>> Begin

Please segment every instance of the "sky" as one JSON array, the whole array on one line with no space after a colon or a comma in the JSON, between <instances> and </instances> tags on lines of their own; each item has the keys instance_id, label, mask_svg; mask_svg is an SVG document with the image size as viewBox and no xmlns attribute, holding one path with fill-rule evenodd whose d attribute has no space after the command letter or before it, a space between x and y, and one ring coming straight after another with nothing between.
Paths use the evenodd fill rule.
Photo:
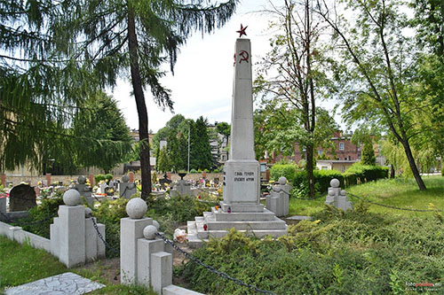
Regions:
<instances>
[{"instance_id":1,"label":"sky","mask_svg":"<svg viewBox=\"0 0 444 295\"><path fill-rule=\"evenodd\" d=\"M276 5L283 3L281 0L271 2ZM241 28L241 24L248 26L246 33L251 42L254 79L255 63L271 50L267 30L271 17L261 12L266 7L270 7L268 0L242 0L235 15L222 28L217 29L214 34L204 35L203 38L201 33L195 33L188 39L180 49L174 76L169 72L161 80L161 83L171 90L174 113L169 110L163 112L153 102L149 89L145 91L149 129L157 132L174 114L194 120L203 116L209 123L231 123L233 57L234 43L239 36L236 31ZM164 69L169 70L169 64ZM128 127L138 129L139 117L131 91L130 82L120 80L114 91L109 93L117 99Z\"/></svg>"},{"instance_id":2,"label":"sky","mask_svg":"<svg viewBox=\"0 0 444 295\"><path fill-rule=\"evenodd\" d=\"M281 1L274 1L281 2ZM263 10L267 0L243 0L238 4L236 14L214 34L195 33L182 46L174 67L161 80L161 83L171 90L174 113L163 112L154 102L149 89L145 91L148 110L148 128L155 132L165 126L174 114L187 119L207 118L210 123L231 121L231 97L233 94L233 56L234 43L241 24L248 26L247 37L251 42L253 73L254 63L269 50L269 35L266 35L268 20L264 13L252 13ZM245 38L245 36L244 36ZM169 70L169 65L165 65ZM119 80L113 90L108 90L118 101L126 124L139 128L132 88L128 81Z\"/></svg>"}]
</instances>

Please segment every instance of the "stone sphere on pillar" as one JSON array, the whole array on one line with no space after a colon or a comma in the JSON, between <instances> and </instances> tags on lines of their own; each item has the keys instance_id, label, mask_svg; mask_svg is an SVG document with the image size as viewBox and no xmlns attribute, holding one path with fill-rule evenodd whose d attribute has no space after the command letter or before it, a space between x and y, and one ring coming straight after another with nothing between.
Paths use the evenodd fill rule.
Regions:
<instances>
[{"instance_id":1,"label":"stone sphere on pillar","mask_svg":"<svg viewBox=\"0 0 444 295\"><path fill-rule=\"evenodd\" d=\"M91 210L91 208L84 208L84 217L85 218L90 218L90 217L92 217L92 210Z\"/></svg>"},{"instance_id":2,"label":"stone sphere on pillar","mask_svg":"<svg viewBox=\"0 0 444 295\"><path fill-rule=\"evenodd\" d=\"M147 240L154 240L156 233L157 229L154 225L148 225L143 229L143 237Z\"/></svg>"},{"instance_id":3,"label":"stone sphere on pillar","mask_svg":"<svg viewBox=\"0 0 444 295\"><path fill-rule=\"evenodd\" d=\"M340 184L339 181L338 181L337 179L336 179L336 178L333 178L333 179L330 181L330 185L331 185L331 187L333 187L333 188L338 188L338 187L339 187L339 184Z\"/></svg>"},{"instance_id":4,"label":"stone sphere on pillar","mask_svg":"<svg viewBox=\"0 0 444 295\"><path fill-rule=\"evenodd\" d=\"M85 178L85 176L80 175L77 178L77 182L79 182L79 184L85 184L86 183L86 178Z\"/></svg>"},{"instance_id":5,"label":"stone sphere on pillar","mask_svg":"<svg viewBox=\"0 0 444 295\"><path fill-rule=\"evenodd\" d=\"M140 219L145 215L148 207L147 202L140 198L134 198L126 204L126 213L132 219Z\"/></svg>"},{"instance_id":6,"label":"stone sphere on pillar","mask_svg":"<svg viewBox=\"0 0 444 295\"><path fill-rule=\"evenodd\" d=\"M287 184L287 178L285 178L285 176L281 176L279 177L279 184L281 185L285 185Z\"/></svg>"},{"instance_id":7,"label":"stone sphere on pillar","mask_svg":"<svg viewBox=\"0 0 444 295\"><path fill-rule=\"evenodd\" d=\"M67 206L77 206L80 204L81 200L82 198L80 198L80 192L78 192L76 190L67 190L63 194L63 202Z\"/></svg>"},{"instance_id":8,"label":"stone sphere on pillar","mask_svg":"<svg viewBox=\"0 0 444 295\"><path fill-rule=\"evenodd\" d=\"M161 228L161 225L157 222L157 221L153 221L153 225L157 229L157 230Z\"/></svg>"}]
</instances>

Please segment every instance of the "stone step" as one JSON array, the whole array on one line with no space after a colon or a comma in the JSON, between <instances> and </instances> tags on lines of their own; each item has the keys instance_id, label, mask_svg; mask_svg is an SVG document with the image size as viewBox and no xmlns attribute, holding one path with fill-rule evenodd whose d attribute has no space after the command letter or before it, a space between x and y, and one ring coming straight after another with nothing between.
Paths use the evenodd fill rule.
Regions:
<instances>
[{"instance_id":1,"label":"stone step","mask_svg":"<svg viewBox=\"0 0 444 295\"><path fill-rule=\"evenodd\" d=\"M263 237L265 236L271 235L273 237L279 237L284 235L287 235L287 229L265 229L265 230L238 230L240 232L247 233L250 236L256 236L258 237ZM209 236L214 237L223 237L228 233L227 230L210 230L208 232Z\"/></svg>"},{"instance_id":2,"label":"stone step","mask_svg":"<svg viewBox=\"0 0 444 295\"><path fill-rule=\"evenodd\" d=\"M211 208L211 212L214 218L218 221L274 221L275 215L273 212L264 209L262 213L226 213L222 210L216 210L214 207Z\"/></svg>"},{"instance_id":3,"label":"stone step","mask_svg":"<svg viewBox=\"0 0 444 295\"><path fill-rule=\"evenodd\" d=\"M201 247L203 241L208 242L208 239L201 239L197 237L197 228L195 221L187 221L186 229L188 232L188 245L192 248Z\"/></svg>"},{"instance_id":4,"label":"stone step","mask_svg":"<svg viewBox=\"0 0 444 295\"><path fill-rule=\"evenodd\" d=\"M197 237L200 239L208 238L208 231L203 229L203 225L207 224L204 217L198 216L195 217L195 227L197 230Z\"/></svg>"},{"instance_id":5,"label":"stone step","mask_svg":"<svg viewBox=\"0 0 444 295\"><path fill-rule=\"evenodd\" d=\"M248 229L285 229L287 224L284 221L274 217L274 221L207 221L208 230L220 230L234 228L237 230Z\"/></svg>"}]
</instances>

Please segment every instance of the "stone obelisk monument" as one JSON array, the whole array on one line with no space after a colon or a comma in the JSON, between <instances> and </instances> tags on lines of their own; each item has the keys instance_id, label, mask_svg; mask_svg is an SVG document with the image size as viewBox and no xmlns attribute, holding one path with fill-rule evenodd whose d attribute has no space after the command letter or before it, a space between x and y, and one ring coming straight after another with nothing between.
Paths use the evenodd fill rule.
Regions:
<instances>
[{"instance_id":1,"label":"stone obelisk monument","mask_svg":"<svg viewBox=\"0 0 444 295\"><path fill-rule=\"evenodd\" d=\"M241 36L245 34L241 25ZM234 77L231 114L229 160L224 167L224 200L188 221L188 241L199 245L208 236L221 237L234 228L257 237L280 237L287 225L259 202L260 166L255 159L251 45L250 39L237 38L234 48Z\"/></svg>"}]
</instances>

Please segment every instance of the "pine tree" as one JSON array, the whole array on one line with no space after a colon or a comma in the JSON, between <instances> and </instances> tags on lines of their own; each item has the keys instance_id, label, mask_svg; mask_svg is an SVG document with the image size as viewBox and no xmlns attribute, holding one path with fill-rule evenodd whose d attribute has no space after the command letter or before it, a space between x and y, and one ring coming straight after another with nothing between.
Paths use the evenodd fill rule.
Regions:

>> End

- Task
Pick out and copy every line of the listing above that contains the string "obelisk". Case counts.

- Response
Please segment every instance of the "stone obelisk monument" as one JSON array, the whole array on one line with no space after a colon or a comma in the JSON, between <instances> and </instances> tags on lines of their own; each item has the keys instance_id, label, mask_svg; mask_svg is an SVG document with the image size as viewBox and no xmlns attribute, holding one path with fill-rule evenodd whose d attribute has no space after the command letter or before it, a space between x and y, and one ring coming straight after another with nothing between.
[{"instance_id":1,"label":"stone obelisk monument","mask_svg":"<svg viewBox=\"0 0 444 295\"><path fill-rule=\"evenodd\" d=\"M241 36L245 34L241 25ZM234 77L231 114L229 160L224 167L224 200L188 221L188 241L199 245L208 236L221 237L234 228L257 237L280 237L287 225L259 202L260 166L255 159L251 45L250 39L237 38L234 48Z\"/></svg>"}]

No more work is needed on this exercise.